*** Data supplied ***

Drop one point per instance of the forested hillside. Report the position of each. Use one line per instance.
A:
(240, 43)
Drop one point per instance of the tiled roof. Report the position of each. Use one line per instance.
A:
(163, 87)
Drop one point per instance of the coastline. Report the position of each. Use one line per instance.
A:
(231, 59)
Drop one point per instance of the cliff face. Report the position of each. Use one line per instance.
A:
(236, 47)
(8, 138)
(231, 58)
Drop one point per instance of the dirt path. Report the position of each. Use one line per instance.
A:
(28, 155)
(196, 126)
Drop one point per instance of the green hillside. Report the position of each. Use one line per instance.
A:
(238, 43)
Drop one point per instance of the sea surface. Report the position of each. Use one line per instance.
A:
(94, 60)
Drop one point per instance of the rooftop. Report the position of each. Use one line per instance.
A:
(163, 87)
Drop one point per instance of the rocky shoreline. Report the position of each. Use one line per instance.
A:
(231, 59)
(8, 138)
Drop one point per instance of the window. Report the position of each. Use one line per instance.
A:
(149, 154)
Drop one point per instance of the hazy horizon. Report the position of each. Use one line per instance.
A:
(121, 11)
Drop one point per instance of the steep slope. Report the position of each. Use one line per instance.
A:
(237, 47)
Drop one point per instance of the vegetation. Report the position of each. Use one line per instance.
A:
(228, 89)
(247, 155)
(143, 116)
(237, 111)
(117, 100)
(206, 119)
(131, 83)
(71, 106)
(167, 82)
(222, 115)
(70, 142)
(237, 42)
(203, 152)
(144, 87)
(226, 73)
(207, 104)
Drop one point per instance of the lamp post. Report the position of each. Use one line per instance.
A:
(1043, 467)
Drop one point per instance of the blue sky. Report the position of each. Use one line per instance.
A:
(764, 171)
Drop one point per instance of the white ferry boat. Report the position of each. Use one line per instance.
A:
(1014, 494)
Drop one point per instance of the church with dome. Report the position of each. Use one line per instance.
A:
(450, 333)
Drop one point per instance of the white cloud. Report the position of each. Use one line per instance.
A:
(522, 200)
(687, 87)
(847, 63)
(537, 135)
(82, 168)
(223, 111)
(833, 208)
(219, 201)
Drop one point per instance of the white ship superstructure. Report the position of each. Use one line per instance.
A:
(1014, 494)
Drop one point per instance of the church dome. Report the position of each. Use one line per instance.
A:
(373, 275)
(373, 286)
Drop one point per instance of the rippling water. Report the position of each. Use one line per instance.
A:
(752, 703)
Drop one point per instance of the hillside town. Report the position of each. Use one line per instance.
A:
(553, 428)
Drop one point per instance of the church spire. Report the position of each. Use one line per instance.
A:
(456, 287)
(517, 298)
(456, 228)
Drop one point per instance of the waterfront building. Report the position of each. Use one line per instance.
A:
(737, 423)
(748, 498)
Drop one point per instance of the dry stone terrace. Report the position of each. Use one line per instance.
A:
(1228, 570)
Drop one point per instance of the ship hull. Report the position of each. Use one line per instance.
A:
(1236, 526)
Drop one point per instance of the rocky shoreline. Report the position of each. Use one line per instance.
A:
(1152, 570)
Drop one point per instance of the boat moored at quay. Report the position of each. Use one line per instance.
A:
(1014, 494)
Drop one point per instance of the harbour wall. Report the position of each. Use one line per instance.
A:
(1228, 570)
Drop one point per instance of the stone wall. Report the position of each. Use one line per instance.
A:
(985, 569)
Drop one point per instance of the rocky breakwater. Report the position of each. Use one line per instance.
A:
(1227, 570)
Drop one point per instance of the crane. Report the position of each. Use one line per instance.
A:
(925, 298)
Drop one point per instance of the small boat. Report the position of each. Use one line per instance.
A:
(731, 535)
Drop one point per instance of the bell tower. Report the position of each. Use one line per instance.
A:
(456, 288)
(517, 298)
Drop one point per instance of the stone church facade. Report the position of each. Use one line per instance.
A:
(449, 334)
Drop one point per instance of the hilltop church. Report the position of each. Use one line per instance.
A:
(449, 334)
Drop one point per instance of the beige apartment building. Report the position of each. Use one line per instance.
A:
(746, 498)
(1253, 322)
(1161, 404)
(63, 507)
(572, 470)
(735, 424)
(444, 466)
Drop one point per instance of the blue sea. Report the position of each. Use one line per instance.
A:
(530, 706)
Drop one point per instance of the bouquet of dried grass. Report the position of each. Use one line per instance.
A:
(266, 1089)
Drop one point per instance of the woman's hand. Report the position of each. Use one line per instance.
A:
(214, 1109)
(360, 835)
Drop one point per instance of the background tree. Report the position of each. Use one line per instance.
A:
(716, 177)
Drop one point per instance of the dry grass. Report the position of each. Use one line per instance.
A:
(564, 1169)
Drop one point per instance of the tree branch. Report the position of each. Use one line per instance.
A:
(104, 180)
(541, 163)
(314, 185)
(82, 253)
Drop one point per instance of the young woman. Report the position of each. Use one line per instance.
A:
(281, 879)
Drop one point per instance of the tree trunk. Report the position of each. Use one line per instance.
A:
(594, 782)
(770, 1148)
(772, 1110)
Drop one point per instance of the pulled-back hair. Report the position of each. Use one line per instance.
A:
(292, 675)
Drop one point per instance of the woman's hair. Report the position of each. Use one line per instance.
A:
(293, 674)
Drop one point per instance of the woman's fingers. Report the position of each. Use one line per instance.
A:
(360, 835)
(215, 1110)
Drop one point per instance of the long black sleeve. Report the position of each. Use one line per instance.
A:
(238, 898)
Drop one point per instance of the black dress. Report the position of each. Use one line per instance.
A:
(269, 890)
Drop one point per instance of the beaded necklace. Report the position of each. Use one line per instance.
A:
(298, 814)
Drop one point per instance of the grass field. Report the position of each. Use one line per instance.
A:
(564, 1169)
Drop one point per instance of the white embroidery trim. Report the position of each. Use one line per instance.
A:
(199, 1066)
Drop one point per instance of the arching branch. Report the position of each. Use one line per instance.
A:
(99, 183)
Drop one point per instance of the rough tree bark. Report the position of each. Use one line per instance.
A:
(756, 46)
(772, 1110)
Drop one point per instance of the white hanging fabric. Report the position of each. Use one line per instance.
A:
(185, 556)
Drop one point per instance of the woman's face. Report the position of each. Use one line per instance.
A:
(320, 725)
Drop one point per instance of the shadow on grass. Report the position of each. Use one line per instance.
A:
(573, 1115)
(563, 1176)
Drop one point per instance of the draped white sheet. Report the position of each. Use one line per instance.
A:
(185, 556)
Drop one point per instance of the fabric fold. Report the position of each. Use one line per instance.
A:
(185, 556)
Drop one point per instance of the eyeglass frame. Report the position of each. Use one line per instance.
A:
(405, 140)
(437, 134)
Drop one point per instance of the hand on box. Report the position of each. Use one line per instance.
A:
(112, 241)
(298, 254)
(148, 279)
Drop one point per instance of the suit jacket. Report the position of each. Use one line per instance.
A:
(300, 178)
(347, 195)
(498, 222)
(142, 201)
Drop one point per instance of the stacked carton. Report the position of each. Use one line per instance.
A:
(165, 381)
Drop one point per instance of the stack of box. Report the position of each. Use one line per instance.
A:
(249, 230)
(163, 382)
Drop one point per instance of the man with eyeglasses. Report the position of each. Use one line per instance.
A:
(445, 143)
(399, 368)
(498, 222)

*** End of Data supplied ***

* Exercise objective *
If a line in the records contains "ship", report it.

* Final answer *
Drop one point per instance of the white ship superstructure. Report the position of each. Use one line per instance.
Drop one point per instance of the ship hull. Report the position of each. Use one line per instance.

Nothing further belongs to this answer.